Governor Ivey is right in noting the state was correct in keeping its public schools open during the pandemic. She is also correct that reading and math is a core skill for a civil society. Important responsibilities such as balancing a checkbook and reading are essential for society. However, judging by the state’s NAEP scores, is Alabama focusing on core learning?
Here’s what the full story of Alabama’s NAEP scores really tell us:
Although Alabama’s rankings increased, its test scores didn’t (except for one point out of 500 in fourth-grade reading) from the last NAEP assessment in 2019. Alabama increased in the rankings because other states performed worse because they closed their schools during the COVID-19 pandemic.
NAEP scores reveal the pandemic’s significant effect on fourth- and eighth-graders’ academic growth and well-being.
Math and reading tests are scored out of 500 points. For math, results show a national average decrease of five points for fourth-graders and an eight-point decrease for eighth-graders. No states improved in math. In terms of student reading, the national average scores decreased three points in fourth- and eighth-graders.
However, Alabamians are celebrating this year’s results because Alabama went from dead-last at 52nd to 40th in math rankings, which Dr. Eric Mackey, state superintendent, called “huge for Alabama.” In reading, Alabama’s rank rose from 49th to 39th.
Mackey has been involved in Alabama’s public school system since 1993, first as a high school teacher, rising to superintendent of Jacksonville City Schools and then serving as the executive director of the School Superintendents of Alabama (SSA) from 2011 until being named state superintendent in 2018.
In response to the 2022 NAEP scores, Mackey went as far as to say, “We’re definitely on the right path.”
However, does this “right path” lead to success? The jump in rankings seems like a great success, but the data unveils a larger story.
The reality is that Alabamian public school students’ test results aren’t far superior to years past but that other states performed more poorly because they shut their schools down, and Alabama, to its credit and as Governor Ivey noted, kept its school doors open. What Alabamians are really celebrating is other states’ scores significantly dropping more than Alabama’s scores decreased, not superior educational achievements in our state. Alabama is celebrating student scores decreasing slower than other states.
If Alabama’s goal is academic success, it shouldn’t be enough to celebrate climbing rankings when test scores decrease.
Here’s what Alabama’s 2022 NAEP scores reveal:
All scores decreased for eighth-grade math and reading, and scores didn’t improve in fourth-grade math. Fourth-grade reading was the only area that increased, but scores only increased by one point (from 212 to 213 out of 500 possible points). All fourth- and eighth-graders are below the national average in both reading and math.
NAEP eighth-grade math scores are the same as they were in 2000, 22 years ago. Eighth-grade reading NAEP scores are four points lower than in 1998, 24 years ago.
Out of 500 possible points, Alabama’s average eighth-grade math score in 2022 was 264, the same as in 2000 and a three-point decrease from 269 in 2019. The state’s average eighth-grade reading scores in 2022 were 251, two points less than 253 in 2019 and four points less than Alabama’s average score of 255 in 1998.
Poor performance, especially in critical skills, at the fourth- and eighth-grade level signals a potential systemic problem. Although NAEP scores aren’t sorted by district, the bottom line is that the average student in AL enters and exits middle school without significant progression. In fact, Alabama’s eighth-grade NAEP scores ranked nationally lower than the state’s fourth-grader scores.
This alone should be a wake-up call for Alabamians. Does the state want to be known for a dynasty of underperformance? NAEP scores have been a long-term metric to gauge academic success. Is it logical to maintain the same educational structure but expect different results year after year?
If Alabama’s scores are the same or lower than 24 years ago, it isn’t time to double down on what the state has done in the past. To do so would be educational insanity.

▶ Questions to answer:
(a) In the article on Alabama's NAEP scores, what was Alabama's average eighth-grade math score in 2022?
(b) Which positions does the article on Alabama's NAEP scores say Eric Mackey has held in Alabama's public school system?
The material has nothing to do with the article on Alabama's NAEP scores.

▶ Extracted entries:

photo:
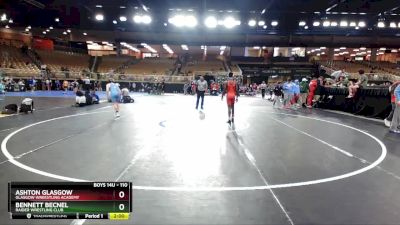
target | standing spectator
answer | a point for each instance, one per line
(65, 86)
(288, 93)
(303, 91)
(133, 86)
(363, 81)
(263, 88)
(58, 85)
(201, 89)
(395, 125)
(296, 93)
(277, 93)
(48, 84)
(32, 84)
(86, 83)
(311, 92)
(388, 119)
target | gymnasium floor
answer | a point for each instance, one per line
(188, 167)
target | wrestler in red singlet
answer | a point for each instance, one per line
(230, 88)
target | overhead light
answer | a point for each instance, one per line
(191, 21)
(252, 23)
(137, 19)
(149, 47)
(99, 17)
(230, 22)
(130, 47)
(343, 23)
(361, 24)
(185, 47)
(326, 23)
(181, 21)
(3, 17)
(146, 19)
(211, 22)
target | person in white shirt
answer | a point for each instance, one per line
(201, 89)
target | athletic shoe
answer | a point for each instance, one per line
(387, 123)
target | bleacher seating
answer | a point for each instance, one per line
(151, 66)
(12, 57)
(54, 60)
(112, 62)
(209, 65)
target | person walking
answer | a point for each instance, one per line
(201, 89)
(388, 120)
(114, 93)
(231, 89)
(395, 124)
(263, 88)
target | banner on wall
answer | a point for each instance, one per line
(45, 44)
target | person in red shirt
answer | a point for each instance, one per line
(231, 89)
(312, 88)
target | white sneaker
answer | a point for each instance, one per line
(387, 123)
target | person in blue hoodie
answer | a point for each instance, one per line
(395, 125)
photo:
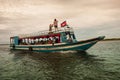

▶ Results by task:
(a) 264 out of 500 possible points.

(b)
- High school teacher
- Superintendent of Jacksonville City Schools
- Executive director of the School Superintendents of Alabama (SSA)
- State superintendent